→ **EXERCISE DIRECTIONS**
Format the lines from the first one up to and including the line with "point(930, 800)" as a Markdown table with the columns "No." and "Line". Number each row and leave out any blank lines.

^^^^^^^^

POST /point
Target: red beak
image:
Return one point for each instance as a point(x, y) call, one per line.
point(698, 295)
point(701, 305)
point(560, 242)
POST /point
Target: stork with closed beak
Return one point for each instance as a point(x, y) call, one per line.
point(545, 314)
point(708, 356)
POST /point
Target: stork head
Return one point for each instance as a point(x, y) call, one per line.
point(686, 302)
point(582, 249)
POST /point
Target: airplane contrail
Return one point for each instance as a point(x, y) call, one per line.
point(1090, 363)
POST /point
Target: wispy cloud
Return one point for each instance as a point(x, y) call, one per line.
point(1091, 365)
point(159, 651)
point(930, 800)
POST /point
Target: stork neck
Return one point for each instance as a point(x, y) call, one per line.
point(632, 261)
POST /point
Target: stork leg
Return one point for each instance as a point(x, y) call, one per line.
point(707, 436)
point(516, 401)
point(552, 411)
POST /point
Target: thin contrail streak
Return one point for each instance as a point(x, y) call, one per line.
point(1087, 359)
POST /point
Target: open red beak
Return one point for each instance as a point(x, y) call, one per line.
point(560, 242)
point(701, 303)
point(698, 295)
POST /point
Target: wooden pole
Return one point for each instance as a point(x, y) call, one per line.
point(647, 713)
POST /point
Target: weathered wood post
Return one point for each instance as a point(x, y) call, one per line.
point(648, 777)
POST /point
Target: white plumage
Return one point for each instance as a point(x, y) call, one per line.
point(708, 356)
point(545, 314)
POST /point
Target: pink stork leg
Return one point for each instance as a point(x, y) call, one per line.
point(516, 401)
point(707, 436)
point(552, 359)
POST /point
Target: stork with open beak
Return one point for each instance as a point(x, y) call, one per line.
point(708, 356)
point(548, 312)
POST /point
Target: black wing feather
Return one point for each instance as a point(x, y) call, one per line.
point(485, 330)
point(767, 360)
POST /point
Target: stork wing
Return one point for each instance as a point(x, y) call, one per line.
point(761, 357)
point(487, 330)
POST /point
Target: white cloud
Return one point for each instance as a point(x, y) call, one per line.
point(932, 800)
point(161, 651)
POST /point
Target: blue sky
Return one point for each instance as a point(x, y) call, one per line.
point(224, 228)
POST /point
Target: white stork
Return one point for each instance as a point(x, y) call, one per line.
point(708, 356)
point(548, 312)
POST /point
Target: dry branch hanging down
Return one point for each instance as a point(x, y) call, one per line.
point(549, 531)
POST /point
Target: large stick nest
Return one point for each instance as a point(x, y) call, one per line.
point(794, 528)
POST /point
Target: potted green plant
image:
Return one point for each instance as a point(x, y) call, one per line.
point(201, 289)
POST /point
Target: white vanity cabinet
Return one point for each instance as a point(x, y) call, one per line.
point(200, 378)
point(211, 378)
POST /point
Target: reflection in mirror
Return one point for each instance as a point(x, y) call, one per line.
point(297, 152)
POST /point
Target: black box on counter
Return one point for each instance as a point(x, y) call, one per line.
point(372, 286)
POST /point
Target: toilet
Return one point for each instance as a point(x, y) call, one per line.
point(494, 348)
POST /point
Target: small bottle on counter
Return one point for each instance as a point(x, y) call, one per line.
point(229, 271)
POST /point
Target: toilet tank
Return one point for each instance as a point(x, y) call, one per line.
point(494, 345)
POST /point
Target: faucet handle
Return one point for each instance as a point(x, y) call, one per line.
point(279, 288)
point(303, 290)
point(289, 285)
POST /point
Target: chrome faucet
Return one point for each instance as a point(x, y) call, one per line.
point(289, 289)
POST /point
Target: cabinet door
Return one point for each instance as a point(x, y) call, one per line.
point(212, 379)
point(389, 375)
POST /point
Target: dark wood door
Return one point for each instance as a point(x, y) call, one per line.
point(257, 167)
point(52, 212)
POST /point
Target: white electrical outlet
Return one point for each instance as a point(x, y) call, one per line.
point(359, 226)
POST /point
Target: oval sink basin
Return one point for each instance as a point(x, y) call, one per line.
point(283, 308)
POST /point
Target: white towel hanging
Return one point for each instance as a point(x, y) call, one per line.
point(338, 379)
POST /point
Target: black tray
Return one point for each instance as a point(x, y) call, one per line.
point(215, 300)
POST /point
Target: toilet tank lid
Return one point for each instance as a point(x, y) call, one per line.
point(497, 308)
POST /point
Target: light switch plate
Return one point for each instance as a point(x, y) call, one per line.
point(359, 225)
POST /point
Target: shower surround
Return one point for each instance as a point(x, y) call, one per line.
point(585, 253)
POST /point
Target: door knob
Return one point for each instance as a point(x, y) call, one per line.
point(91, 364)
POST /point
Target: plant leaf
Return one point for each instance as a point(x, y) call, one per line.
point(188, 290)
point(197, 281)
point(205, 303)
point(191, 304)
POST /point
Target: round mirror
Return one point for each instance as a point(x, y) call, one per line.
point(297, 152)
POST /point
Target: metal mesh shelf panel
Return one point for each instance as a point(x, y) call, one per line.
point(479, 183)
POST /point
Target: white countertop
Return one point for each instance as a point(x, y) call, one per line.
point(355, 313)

^^^^^^^^

→ **ANSWER TO THIS PROBLEM**
| No. | Line |
|---|---|
| 1 | POST /point |
| 2 | Target: red beak |
| 3 | image: |
| 4 | Return one point for each instance as a point(x, y) call, one per line. |
| 5 | point(698, 295) |
| 6 | point(701, 305) |
| 7 | point(560, 242) |
| 8 | POST /point |
| 9 | Target: stork with closed beak |
| 10 | Return one point for each instance as a point(x, y) call, one per line. |
| 11 | point(545, 314) |
| 12 | point(708, 356) |
| 13 | POST /point |
| 14 | Target: stork head |
| 15 | Return one point for each instance as a point(x, y) call, one per line. |
| 16 | point(686, 302) |
| 17 | point(582, 249) |
| 18 | POST /point |
| 19 | Target: airplane contrail |
| 20 | Return one point for each instance as a point(x, y) call, one per line. |
| 21 | point(1090, 363) |
| 22 | POST /point |
| 23 | Target: wispy cloud |
| 24 | Return one point for each instance as a point(x, y) call, one per line. |
| 25 | point(1091, 365) |
| 26 | point(159, 651) |
| 27 | point(930, 800) |